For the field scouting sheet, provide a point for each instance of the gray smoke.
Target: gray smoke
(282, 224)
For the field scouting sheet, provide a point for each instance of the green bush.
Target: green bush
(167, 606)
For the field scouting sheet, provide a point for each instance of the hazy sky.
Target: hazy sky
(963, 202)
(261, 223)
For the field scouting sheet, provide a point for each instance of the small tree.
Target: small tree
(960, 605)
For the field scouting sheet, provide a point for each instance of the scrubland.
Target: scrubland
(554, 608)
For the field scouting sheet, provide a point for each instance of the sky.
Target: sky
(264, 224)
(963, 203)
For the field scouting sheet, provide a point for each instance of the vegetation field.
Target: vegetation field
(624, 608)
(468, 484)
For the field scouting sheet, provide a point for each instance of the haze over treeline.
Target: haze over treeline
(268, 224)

* * *

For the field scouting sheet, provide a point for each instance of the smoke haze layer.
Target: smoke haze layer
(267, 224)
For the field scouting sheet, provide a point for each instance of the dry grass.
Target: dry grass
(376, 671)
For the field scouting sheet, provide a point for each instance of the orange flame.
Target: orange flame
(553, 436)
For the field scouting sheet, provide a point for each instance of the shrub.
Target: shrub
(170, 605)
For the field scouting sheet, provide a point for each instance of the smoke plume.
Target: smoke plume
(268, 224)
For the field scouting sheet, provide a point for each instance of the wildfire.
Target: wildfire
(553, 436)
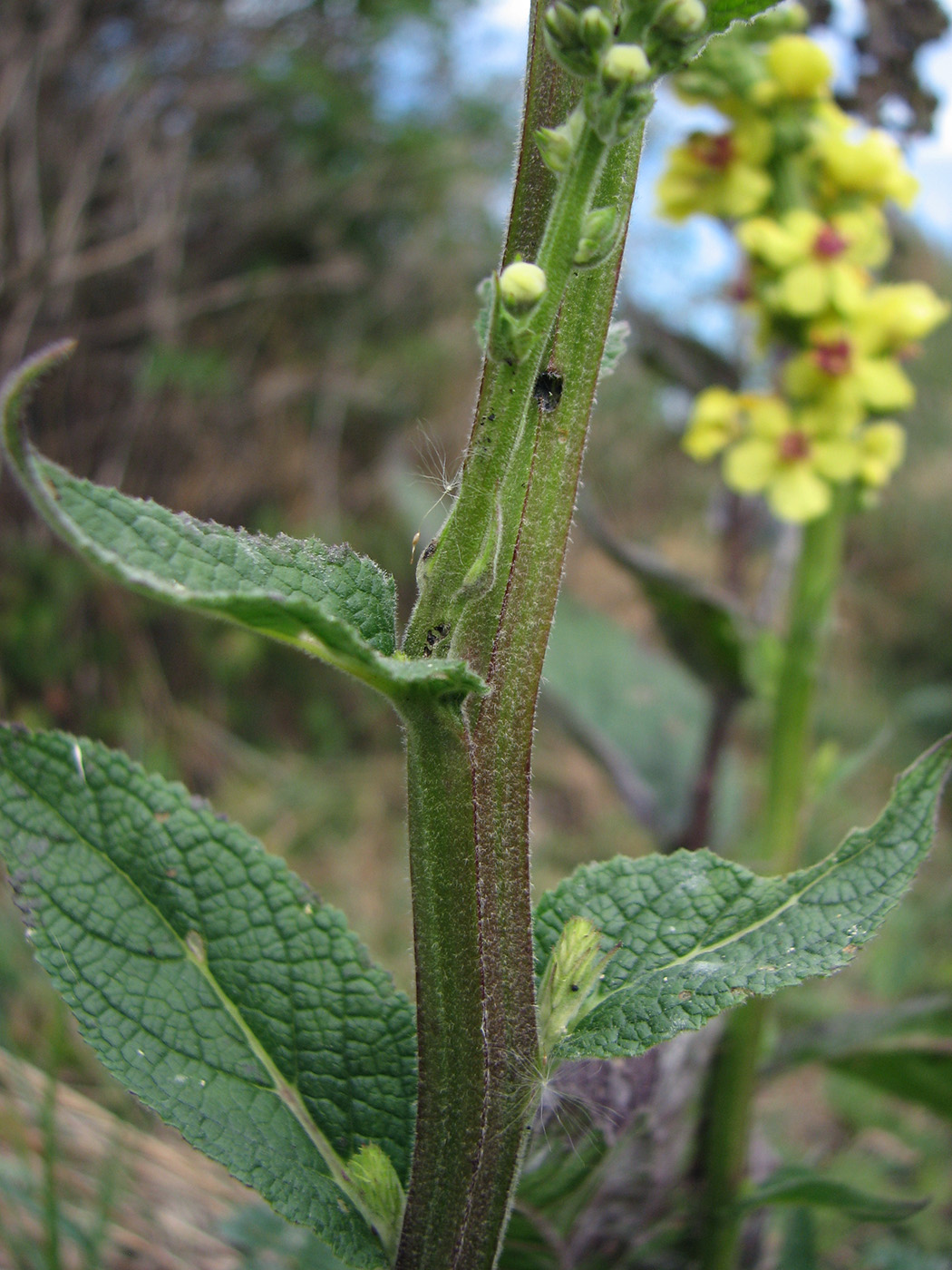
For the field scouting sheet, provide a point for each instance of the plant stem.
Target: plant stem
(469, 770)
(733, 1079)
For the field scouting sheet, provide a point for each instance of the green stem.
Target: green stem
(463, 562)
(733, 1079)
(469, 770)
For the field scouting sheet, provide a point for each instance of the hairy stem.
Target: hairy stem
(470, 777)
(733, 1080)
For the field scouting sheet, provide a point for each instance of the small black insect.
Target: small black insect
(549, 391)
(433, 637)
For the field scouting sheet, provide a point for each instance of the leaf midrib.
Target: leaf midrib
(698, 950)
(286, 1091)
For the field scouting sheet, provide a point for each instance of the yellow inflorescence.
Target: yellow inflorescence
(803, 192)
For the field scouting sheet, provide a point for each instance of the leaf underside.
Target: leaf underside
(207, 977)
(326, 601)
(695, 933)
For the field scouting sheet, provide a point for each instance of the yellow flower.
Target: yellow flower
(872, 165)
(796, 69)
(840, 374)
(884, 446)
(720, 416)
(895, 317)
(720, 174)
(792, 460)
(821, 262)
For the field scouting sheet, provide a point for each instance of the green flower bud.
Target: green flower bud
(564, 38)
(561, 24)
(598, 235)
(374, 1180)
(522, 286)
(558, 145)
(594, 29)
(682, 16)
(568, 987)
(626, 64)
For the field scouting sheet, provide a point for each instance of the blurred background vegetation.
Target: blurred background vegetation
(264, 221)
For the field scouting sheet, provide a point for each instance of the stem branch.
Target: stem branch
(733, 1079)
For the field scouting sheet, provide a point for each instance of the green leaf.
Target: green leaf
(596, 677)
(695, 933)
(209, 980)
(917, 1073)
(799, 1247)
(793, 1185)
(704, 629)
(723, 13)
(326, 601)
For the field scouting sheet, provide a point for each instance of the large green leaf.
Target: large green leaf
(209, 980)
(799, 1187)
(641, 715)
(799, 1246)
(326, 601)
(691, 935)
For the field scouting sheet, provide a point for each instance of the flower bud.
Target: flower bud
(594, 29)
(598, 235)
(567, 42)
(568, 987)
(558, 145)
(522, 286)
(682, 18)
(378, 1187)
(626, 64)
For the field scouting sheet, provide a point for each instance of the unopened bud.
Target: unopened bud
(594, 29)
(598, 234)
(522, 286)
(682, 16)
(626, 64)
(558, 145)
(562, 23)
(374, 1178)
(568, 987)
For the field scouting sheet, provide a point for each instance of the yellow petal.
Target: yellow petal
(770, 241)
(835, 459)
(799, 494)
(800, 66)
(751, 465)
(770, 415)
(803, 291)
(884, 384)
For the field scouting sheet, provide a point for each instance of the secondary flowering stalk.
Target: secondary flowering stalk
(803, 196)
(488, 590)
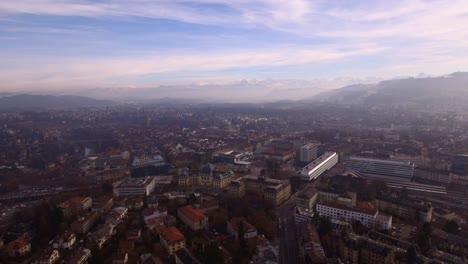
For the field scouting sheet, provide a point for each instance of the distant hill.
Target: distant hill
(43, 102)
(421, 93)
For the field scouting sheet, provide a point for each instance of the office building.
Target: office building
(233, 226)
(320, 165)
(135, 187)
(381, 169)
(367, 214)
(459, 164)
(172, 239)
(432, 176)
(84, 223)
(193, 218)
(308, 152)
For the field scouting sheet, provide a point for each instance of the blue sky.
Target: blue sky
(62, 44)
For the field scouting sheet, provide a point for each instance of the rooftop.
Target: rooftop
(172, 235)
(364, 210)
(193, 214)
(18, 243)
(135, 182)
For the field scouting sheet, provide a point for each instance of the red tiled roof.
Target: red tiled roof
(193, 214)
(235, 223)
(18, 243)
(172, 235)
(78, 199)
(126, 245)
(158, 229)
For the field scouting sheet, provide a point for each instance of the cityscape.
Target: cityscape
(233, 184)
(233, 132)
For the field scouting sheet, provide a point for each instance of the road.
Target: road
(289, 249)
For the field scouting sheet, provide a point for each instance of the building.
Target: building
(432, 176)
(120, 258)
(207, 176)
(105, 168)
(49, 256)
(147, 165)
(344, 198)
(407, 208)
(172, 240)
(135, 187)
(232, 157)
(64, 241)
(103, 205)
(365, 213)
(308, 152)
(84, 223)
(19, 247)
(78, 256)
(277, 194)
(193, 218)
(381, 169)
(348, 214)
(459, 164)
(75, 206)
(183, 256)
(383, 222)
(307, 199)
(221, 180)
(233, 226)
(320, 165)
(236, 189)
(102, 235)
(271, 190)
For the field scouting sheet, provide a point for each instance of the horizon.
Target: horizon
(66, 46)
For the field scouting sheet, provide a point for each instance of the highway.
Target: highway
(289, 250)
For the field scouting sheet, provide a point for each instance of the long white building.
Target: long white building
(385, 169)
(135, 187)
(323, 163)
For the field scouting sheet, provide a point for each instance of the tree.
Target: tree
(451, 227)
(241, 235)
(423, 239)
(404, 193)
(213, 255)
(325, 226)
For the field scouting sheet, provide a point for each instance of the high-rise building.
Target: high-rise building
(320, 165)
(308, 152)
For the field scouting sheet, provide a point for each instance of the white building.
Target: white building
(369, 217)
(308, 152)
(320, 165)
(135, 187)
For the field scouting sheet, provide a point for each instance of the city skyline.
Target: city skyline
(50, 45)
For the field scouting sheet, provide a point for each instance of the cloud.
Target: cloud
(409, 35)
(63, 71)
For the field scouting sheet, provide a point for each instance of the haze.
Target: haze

### WHAT YOU SHOULD DO
Which lines above run from the one containing "the gray smoke." to the one containing "the vegetation field."? Give them again exactly, both ends included.

### OUTPUT BELOW
For the field scouting sheet, provide a point for each instance of the gray smoke.
Target: gray smoke
(282, 224)
For the field scouting sheet, provide a point for each instance of the green bush.
Target: green bush
(167, 606)
For the field scouting sheet, provide a point for each instance of the hazy sky.
Target: hazy sky
(963, 202)
(261, 223)
For the field scouting sheet, provide a point for each instance of the small tree.
Target: small tree
(960, 605)
For the field scouting sheet, provide a point for each instance of the scrubland.
Target: scrubland
(554, 608)
For the field scouting sheet, provide a point for each instance of the sky.
Target: sky
(264, 224)
(963, 203)
For the field scouting sheet, provide a point for each instance of the vegetation field.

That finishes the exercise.